%%

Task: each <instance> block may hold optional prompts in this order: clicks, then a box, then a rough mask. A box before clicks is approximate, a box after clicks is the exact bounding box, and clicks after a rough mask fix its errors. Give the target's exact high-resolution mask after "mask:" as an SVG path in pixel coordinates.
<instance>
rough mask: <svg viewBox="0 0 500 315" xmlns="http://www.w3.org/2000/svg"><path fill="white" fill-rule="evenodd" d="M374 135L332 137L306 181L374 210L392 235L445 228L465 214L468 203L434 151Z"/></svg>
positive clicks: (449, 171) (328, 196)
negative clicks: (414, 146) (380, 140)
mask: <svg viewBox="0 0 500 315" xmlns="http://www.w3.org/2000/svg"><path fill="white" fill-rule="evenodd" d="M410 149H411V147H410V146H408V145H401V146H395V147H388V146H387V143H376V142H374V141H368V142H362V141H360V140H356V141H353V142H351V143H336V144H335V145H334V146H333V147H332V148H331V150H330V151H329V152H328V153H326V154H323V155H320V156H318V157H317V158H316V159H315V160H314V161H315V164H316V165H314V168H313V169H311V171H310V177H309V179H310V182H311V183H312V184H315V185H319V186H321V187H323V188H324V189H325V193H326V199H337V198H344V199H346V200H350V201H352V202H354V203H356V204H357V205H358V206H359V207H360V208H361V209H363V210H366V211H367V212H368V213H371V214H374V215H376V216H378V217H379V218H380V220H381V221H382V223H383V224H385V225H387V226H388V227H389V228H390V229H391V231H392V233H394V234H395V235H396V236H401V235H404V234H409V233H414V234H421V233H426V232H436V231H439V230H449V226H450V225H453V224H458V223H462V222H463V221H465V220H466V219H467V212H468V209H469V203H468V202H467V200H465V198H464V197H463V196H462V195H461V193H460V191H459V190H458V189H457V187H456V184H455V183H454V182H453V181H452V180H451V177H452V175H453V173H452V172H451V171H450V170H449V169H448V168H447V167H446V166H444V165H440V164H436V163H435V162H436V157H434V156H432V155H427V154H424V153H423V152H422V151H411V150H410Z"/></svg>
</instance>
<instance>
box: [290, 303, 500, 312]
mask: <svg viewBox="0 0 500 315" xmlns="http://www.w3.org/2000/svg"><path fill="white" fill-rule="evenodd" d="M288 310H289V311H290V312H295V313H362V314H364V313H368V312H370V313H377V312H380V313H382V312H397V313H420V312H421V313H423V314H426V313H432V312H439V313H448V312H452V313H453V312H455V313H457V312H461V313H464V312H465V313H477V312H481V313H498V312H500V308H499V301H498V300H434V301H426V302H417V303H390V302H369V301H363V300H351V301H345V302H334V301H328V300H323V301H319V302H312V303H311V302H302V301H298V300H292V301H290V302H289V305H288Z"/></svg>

%%

Exercise → Transcription of all the material must be exact.

Response to the exercise →
Task: each <instance> block may hold optional prompts in this order: clicks, then a box, then a rough mask. A box before clicks is approximate, a box after clicks is the exact bounding box, and clicks after a rough mask fix its errors. Give the target's exact high-resolution mask after "mask:" as an SVG path in pixel coordinates.
<instance>
rough mask: <svg viewBox="0 0 500 315" xmlns="http://www.w3.org/2000/svg"><path fill="white" fill-rule="evenodd" d="M374 135L332 137L306 181L374 210L392 235L445 228L465 214L468 203L434 151Z"/></svg>
positive clicks: (449, 171) (328, 196)
negative clicks: (414, 146) (380, 140)
mask: <svg viewBox="0 0 500 315" xmlns="http://www.w3.org/2000/svg"><path fill="white" fill-rule="evenodd" d="M410 149H411V147H410V146H408V145H401V146H395V147H388V146H387V143H376V142H374V141H368V142H362V141H360V140H356V141H353V142H351V143H336V144H335V145H334V146H333V147H332V148H331V150H330V151H329V152H328V153H326V154H323V155H320V156H318V157H317V158H316V159H315V160H314V161H315V164H316V165H314V168H313V169H311V171H310V177H309V179H310V182H311V183H312V184H315V185H319V186H321V187H323V188H324V189H325V193H326V199H337V198H344V199H346V200H350V201H352V202H354V203H356V204H357V205H358V206H359V207H360V208H361V209H363V210H366V211H367V212H368V213H371V214H374V215H376V216H378V217H379V218H380V220H381V221H382V223H383V224H385V225H387V226H388V227H389V228H390V229H391V231H392V233H394V234H395V235H396V236H401V235H404V234H409V233H414V234H421V233H426V232H436V231H439V230H449V226H450V225H453V224H458V223H462V222H463V221H465V220H466V219H467V212H468V209H469V203H468V202H467V200H465V198H464V197H463V196H462V195H461V193H460V191H459V190H458V189H457V187H456V184H455V183H454V182H453V181H452V180H451V177H452V175H453V173H452V172H451V171H450V170H449V169H448V168H447V167H446V166H444V165H440V164H436V163H435V162H436V157H434V156H432V155H427V154H424V153H423V152H422V151H411V150H410Z"/></svg>
</instance>
<instance>
box: [290, 303, 500, 312]
mask: <svg viewBox="0 0 500 315" xmlns="http://www.w3.org/2000/svg"><path fill="white" fill-rule="evenodd" d="M288 310H289V311H290V312H295V313H362V314H364V313H368V312H370V313H377V312H380V313H382V312H397V313H420V312H421V313H423V314H426V313H432V312H439V313H448V312H452V313H453V312H455V313H457V312H461V313H464V312H465V313H477V312H481V313H498V312H500V308H499V301H498V300H434V301H426V302H417V303H390V302H369V301H363V300H351V301H345V302H334V301H328V300H323V301H319V302H312V303H311V302H302V301H298V300H292V301H290V302H289V305H288Z"/></svg>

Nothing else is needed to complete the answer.